## Required task A
Rescale the rows starting with the line that contains "Can you find the beige" and going on through the final line of the rows. Reproduce each of those lines, requests included, with every point coordinate in the answers multiplied by 2.55 and rounded to a whole number, halves rounding up.

## Article

>> start

23 August 2024. Digital | Plastics #597
Saving the data that matters // Jumping to conclusions about microplastics in the brain—well, it makes a good headline
Welcome to Just Two Things, which I try to publish two or three times a week. Some links may also appear on my blog from time to time. Links to the main articles are in cross-heads as well as the story. A reminder that if you don’t see Just Two Things in your inbox, it might have been routed to your spam filter. Comments are open.
1: Saving the data that matters
We are generating more data than ever—even as individuals, let alone as organisations—but the formats we store it in are completely ephemeral, at least by any historical standards. That’s the paradox that sits behind a long article by Neil Firth in MIT Technology Review provocatively called ‘The race to save our online lives from a digital dark age’.
The phrase “the digital dark age” was coined by the physicist and computer scientist Danny Hillis, who is now part of The Long Now project:
Hillis, an MIT alum who pioneered parallel computing, thinks the rapid technological upheaval of our time will leave much of what we’re living through a mystery to scholars. “When people look back at this period, they’ll say, ‘Oh, well, you know, here was this sort of incomprehensibly fast technological change, and a lot of history got lost during that change,” he says.

>> end

## Material for this task
>> start

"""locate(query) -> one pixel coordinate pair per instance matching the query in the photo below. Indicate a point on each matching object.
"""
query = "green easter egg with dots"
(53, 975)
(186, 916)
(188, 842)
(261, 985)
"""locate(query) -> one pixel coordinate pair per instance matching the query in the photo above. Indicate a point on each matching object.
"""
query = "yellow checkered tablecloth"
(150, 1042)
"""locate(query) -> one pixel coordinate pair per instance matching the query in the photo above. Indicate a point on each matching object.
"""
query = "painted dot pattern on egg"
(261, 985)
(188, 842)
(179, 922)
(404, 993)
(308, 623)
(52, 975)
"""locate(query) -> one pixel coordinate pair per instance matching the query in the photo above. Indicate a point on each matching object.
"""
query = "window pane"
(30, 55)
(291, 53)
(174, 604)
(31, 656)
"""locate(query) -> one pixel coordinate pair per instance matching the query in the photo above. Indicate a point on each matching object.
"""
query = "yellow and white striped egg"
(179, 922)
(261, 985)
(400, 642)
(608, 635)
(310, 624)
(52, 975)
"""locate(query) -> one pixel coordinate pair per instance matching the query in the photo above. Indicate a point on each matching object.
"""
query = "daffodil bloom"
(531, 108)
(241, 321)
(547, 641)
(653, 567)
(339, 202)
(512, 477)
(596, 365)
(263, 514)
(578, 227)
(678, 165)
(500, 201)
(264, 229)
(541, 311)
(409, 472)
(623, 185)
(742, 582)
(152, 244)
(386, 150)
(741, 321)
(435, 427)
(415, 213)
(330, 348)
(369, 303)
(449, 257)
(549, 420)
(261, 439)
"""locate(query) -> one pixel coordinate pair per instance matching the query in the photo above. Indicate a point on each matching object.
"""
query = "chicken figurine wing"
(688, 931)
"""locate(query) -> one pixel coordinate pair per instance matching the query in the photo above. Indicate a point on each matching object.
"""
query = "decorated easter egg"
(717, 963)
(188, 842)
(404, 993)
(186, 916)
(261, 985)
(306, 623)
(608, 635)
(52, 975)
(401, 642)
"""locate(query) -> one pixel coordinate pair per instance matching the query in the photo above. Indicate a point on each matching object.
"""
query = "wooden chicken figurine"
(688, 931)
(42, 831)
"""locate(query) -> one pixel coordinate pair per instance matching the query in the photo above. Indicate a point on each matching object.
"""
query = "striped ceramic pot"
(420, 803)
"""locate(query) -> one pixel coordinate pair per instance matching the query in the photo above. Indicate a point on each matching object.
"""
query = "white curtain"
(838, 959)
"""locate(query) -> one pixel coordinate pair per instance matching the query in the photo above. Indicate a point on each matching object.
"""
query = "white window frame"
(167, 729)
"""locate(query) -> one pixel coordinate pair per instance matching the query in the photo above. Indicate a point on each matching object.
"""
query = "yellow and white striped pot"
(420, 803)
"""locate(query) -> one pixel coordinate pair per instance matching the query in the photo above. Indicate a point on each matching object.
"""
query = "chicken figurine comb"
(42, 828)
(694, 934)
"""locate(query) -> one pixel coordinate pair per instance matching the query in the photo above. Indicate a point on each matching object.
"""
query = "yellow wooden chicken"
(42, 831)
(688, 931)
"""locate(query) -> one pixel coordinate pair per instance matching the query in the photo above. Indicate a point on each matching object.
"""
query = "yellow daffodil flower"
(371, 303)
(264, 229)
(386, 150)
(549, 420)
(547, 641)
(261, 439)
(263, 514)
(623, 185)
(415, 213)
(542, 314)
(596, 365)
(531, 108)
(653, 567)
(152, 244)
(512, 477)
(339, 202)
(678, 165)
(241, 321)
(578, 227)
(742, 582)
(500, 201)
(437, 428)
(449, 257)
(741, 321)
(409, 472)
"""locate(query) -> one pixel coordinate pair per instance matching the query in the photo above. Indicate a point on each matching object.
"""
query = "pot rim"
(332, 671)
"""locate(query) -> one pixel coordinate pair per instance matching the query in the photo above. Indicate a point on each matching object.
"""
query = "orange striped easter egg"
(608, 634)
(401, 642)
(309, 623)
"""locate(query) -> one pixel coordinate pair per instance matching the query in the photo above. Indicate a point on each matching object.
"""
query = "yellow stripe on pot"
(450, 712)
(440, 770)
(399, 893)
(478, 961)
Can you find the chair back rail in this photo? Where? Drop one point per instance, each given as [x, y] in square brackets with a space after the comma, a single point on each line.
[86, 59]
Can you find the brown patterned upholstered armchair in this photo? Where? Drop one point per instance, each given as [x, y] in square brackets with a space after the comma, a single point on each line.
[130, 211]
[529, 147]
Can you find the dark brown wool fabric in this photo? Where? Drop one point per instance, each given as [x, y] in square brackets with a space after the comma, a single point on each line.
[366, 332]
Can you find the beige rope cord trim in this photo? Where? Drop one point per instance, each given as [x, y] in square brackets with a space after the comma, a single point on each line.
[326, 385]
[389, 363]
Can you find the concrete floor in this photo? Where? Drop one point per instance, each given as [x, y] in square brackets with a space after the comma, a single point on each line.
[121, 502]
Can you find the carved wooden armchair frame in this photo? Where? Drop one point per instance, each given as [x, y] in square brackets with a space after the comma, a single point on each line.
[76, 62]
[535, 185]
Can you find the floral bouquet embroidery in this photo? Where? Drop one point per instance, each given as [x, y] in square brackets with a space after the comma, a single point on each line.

>> end

## Required task B
Copy word for word the passage of the newsletter starting with "1: Saving the" and going on through "digital dark age’.".

## Reply A
Can you find the beige rope cord trim in this photo? Where? Drop one point per instance, each given as [x, y] in square brackets with a space after the comma, a single point on each line.
[831, 982]
[992, 926]
Can you find the concrete floor in this photo? Where? Drop one point per instance, each given as [x, y] in square brackets with a space after the comma, a single point on each line.
[309, 1280]
Can you find the carved wooden armchair frame in this photo? Where? Drop one point per instance, each given as [x, y] in square brackets with a space after the comma, a single point on each line.
[194, 158]
[1364, 472]
Can you find the floral bouquet embroidery in this photo? Where? Drop one point per instance, each given as [x, y] in square brackets with a space after the comma, a single point on each line.

## Reply B
1: Saving the data that matters
We are generating more data than ever—even as individuals, let alone as organisations—but the formats we store it in are completely ephemeral, at least by any historical standards. That’s the paradox that sits behind a long article by Neil Firth in MIT Technology Review provocatively called ‘The race to save our online lives from a digital dark age’.